Your objective: Render every line of the data below as a numbered list, skipping blank lines and omitting the pictures.

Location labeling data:
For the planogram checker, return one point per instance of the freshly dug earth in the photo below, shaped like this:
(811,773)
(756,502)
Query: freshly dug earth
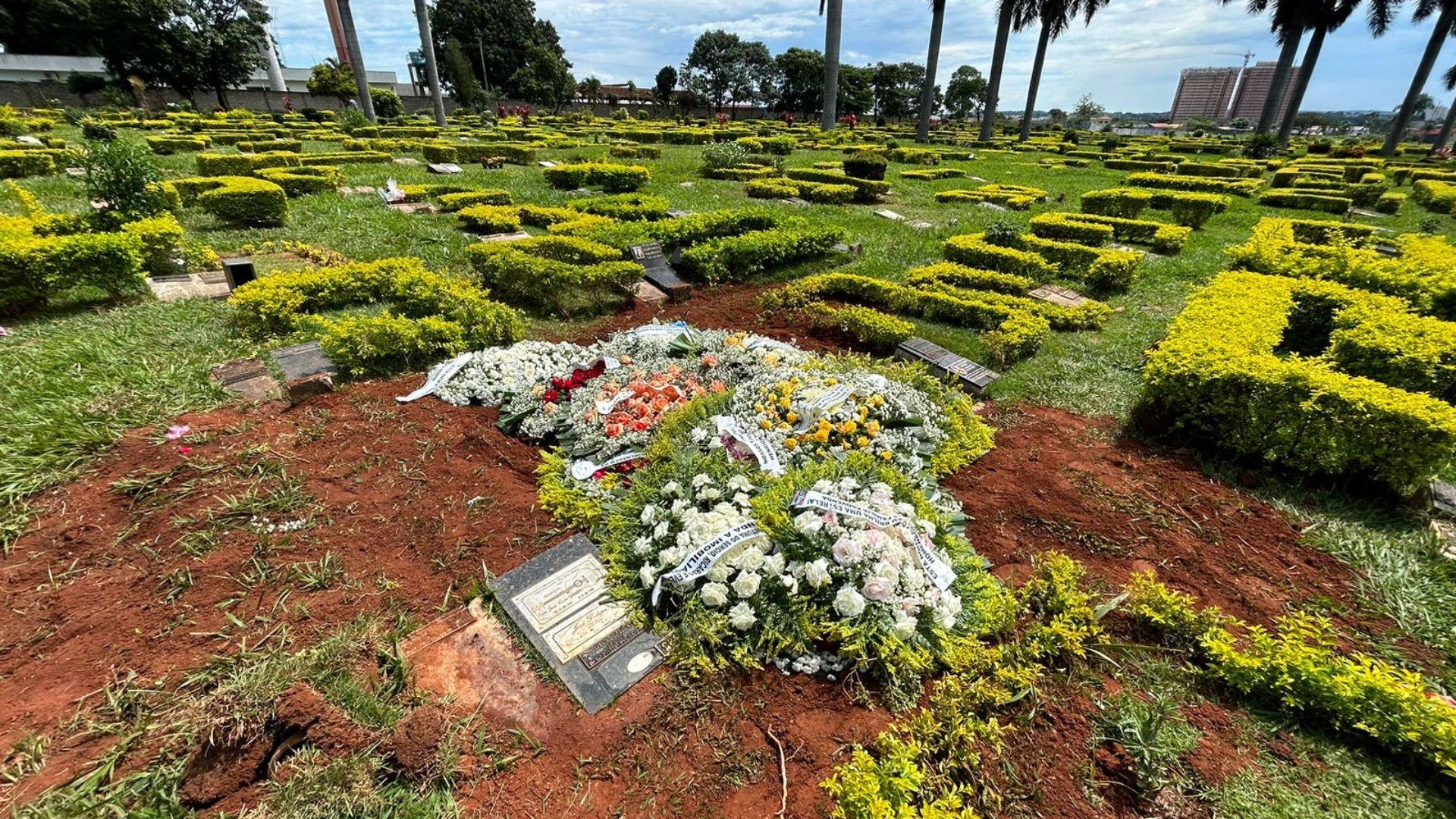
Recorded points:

Answer below:
1. For the planogram checker, return one point per instance of the freshly dug earth in the photo below, shaped like this:
2. (811,773)
3. (756,502)
4. Query: freshly dug earth
5. Recorded points:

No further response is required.